STUDY TEXT —
-------------------------

In December 2012, I called it Unthinkable.

An encore post that is all too timely.

This post changed titles three times already. I’ve drafted two rough starts and deleted both. There’s no making sense of the news from Newtown, CT. In its place, a flashback that hits me every time one of these unbelievable tragedies occurs.

Long ago – well, not really all that long ago. It was eight or nine years ago (now, in 2018, it’s a long time ago). I taught in an elementary school with a go-get-em principal, a woman who will remain at the top of my list for elementary principals forever. She was contacted by the local police department who wanted to train and practice the new recommended procedure to neutralize shooters or other dangerous intruders in a school, mall, or other public place

She said yes, of course. When she asked for teachers to volunteer, I joined up.

-------------------------

GIVEN INFORMATION —

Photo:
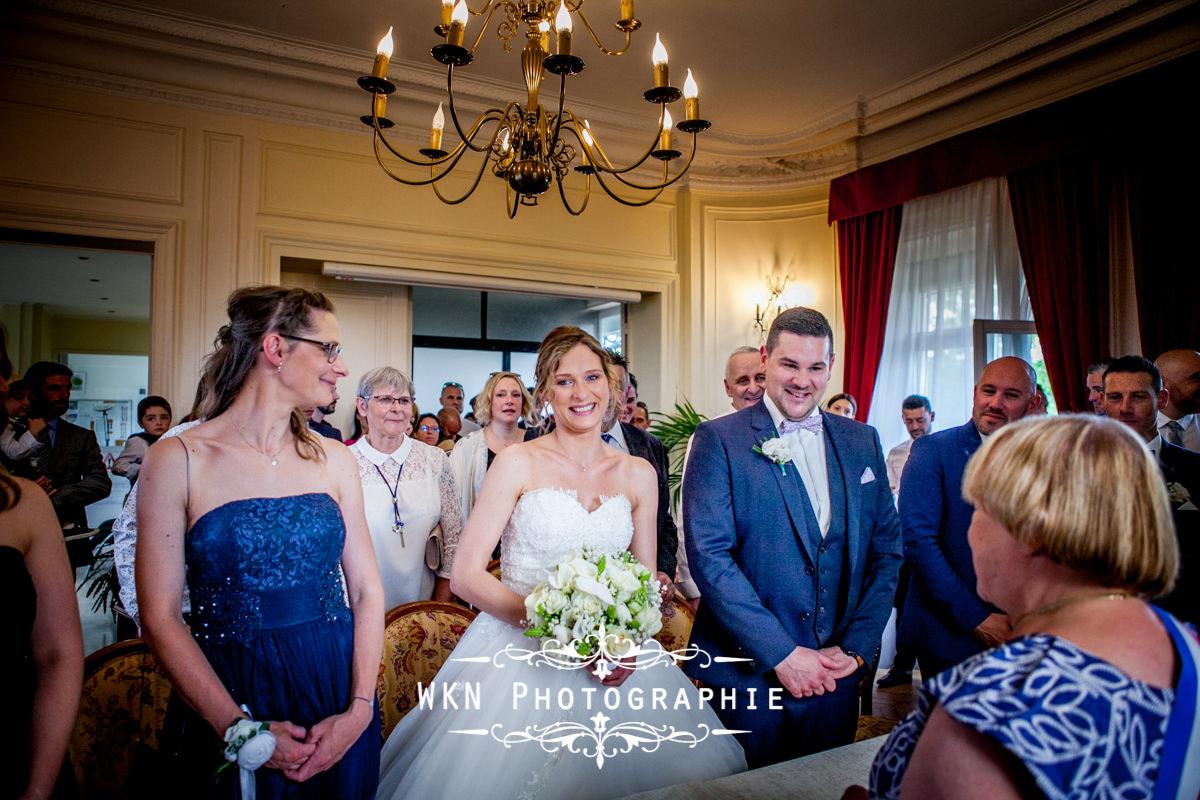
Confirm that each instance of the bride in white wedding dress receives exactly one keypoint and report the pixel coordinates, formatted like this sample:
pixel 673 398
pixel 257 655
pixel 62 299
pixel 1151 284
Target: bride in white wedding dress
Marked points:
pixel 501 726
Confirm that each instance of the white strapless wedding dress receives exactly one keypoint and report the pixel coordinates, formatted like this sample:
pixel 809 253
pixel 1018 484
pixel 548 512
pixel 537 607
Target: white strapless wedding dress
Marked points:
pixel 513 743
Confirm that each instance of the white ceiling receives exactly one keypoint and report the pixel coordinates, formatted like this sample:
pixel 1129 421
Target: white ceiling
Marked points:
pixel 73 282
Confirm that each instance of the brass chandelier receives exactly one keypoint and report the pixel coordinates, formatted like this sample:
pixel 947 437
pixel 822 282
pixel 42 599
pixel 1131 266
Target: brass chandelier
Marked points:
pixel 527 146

-------------------------

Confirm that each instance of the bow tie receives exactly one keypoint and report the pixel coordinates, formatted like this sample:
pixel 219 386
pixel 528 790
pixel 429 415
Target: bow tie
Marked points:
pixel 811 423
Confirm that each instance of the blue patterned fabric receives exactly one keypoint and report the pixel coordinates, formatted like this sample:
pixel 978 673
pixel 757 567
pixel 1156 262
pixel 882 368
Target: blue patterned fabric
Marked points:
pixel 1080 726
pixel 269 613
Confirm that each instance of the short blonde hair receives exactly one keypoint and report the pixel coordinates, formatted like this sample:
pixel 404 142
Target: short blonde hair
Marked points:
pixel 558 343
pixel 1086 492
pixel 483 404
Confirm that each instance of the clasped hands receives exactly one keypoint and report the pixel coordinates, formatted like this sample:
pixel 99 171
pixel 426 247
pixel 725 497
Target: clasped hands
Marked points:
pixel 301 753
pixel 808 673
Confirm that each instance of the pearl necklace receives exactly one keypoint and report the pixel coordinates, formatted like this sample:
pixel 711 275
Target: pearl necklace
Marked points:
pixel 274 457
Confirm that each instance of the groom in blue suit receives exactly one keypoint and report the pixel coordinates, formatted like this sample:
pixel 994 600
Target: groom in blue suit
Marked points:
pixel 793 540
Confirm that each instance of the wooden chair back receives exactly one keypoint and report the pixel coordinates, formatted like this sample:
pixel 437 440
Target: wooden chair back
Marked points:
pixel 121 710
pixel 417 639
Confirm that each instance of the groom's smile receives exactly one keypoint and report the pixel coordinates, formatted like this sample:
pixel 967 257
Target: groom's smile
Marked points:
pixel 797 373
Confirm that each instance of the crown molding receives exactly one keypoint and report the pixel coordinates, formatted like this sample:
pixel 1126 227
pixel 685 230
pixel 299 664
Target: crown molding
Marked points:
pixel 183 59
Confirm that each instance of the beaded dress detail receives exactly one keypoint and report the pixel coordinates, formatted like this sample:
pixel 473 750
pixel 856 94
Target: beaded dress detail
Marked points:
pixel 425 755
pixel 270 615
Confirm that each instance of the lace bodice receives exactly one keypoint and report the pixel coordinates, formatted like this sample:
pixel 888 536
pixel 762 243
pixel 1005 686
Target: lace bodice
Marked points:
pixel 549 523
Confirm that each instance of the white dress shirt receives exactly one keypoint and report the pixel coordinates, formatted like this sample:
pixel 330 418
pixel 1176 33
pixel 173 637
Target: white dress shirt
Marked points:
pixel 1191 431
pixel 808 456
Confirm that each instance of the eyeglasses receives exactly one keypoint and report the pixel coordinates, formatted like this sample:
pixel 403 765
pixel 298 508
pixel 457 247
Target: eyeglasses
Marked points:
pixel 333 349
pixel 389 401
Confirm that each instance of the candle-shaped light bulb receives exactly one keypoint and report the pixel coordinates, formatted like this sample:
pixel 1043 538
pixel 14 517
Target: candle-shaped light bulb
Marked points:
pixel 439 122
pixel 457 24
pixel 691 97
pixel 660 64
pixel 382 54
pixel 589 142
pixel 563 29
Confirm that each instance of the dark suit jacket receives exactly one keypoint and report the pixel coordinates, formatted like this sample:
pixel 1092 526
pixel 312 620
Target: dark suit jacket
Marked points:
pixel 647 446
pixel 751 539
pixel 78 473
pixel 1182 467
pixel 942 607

-------------------------

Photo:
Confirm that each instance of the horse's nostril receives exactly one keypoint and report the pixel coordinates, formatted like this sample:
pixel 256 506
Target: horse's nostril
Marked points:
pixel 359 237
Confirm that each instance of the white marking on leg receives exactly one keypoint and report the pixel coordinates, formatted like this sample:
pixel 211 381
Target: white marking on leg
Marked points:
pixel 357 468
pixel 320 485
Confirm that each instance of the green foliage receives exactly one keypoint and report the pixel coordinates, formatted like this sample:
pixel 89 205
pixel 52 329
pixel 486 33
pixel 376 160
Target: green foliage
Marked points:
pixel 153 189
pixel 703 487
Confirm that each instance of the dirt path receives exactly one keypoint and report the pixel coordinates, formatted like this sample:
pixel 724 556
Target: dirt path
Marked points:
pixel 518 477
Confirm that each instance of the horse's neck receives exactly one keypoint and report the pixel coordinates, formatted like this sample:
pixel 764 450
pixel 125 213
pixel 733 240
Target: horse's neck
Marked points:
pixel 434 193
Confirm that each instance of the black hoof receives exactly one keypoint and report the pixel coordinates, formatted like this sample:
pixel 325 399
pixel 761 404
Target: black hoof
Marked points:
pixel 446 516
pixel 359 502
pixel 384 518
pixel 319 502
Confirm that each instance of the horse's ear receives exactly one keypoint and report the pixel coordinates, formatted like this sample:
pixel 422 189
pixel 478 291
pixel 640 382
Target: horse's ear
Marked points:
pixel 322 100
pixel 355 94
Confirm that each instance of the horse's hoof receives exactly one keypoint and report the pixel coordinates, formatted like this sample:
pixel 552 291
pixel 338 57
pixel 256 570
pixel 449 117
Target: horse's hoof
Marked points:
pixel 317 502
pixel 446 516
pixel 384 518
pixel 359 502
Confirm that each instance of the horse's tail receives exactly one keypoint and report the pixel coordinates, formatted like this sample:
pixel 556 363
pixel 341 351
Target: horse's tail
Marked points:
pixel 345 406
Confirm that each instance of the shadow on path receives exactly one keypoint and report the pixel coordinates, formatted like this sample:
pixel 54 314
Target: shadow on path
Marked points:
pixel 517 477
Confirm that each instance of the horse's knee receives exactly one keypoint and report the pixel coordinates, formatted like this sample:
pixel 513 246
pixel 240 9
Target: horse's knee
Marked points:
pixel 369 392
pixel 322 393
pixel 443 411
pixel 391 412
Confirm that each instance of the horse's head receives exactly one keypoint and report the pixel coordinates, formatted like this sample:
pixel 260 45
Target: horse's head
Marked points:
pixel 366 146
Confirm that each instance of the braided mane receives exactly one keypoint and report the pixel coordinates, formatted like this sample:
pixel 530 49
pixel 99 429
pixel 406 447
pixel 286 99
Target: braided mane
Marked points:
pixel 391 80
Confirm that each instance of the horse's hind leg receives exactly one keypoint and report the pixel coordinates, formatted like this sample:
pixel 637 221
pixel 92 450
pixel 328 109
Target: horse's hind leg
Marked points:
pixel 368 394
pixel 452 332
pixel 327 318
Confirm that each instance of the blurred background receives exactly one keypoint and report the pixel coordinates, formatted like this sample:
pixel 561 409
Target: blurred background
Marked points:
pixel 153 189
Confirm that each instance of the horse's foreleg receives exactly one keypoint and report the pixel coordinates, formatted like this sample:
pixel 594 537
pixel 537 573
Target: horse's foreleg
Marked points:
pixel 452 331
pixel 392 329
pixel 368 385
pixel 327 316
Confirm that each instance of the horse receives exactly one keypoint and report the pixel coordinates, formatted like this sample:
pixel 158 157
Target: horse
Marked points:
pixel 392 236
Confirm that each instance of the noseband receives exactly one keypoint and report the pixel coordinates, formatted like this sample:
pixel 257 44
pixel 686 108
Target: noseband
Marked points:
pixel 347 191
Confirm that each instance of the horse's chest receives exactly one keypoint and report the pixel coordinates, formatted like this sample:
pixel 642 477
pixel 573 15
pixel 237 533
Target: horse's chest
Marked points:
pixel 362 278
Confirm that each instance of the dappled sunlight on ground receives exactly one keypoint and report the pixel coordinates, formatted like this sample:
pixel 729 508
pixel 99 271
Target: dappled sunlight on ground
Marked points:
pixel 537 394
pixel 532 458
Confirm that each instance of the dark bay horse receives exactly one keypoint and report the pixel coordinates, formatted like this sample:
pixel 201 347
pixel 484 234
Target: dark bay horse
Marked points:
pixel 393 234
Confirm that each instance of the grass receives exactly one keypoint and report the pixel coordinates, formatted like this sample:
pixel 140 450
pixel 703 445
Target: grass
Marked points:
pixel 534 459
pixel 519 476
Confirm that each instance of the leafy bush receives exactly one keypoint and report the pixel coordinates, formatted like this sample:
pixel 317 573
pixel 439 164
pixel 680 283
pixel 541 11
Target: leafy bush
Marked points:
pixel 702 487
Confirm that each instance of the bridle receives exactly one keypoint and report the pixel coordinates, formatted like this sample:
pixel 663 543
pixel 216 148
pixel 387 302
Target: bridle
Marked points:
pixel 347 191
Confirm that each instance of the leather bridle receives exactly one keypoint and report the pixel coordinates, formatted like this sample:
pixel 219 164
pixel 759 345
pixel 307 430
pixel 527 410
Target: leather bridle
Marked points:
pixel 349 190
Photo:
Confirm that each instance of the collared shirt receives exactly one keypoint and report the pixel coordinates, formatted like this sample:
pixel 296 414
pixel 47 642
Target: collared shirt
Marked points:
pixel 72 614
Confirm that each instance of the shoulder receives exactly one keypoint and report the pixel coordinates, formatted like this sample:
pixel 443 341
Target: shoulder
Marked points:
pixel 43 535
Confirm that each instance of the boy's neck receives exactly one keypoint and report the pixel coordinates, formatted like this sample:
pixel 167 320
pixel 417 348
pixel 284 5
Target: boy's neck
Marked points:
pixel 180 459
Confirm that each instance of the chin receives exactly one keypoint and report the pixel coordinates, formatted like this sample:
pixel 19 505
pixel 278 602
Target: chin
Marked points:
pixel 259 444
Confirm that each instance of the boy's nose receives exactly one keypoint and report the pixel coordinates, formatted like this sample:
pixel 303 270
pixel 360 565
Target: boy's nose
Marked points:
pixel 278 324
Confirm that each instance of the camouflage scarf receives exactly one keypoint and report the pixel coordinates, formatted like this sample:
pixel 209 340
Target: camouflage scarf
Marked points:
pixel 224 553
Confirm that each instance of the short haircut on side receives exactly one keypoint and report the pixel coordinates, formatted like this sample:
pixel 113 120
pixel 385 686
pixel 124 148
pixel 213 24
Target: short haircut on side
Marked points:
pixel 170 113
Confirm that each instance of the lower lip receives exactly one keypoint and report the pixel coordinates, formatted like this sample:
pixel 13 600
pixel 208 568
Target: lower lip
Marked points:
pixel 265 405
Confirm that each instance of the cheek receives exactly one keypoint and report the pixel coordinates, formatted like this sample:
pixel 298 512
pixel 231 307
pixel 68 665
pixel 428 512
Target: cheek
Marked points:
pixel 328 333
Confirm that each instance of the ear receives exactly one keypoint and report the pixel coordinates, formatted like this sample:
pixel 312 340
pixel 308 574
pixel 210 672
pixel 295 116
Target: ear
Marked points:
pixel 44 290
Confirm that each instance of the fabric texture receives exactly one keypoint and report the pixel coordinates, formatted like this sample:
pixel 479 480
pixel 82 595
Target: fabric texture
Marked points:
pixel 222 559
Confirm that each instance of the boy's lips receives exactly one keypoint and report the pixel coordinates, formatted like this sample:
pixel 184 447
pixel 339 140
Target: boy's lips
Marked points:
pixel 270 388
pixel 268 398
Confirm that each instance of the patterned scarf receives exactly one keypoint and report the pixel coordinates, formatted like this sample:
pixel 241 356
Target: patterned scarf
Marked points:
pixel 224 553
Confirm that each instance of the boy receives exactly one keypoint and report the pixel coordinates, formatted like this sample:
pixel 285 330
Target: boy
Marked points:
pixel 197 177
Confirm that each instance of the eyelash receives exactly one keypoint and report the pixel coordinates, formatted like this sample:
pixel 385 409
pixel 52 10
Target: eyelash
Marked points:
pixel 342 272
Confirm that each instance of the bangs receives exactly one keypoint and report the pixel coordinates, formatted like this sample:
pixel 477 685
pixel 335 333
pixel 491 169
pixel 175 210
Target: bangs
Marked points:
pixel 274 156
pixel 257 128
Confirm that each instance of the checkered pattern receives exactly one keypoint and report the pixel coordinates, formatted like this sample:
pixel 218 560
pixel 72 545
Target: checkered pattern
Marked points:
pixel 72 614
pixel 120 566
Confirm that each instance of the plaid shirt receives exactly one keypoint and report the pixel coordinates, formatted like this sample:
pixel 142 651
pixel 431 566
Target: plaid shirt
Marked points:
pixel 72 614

-------------------------

REQUIRED TASKS —
1 – According to the post about the Newtown tragedy, who contacted the principal to train and practice the new procedure for neutralizing shooters?
2 – Reproduce a passage from the Newtown post, starting at the words "An encore post" and ending after "I joined up.".
3 – Pick up the Newtown post after its final sentence and keep writing it.

RESPONSE LIST —
1 – The local police department contacted her.

2 –
An encore post that is all too timely.

This post changed titles three times already. I’ve drafted two rough starts and deleted both. There’s no making sense of the news from Newtown, CT. In its place, a flashback that hits me every time one of these unbelievable tragedies occurs.

Long ago – well, not really all that long ago. It was eight or nine years ago (now, in 2018, it’s a long time ago). I taught in an elementary school with a go-get-em principal, a woman who will remain at the top of my list for elementary principals forever. She was contacted by the local police department who wanted to train and practice the new recommended procedure to neutralize shooters or other dangerous intruders in a school, mall, or other public place

She said yes, of course. When she asked for teachers to volunteer, I joined up.

3 –
Along with most of the city’s liaison officers, several higher-up district administrators, and all the school principals in town, we teachers filed into a high school auditorium to watch an analysis of the Columbine High School tragedy. The officer in charge pointed out the main things that went wrong and then used that to tell us the rationale for the new training.

The method that was new then is now the norm for mass shooting scenes. CBS News interviewed one who helped put the philosophy into practice. “Go toward the shots,” he said repeatedly. “Neutralize the shooter or shooters.” It’s what we practiced, and it’s what they still do.

Sandy Hook Elementary School had staff who knew what to do. The principal’s last act may have been turning on her PA microphone in an attempt to inform the rest of the school that there was danger. Children told of calm teachers who pulled them to safety, hid them in corners and in closets and in cubbies, and evacuated them swiftly to the gathering place, a nearby firehouse.

Press conferences and news releases were, so far, compassionate and respectful. Grieving parents photographed from a distance, parents of surviving children showing support and empathy for those who lost theirs. But – there were no bodies, no blood, no attempts to show or suggest the carnage that remained in the school building the television cameras. For this thoughtfulness, I’m grateful. I hope members of the media continue to respect those touched by this tragedy.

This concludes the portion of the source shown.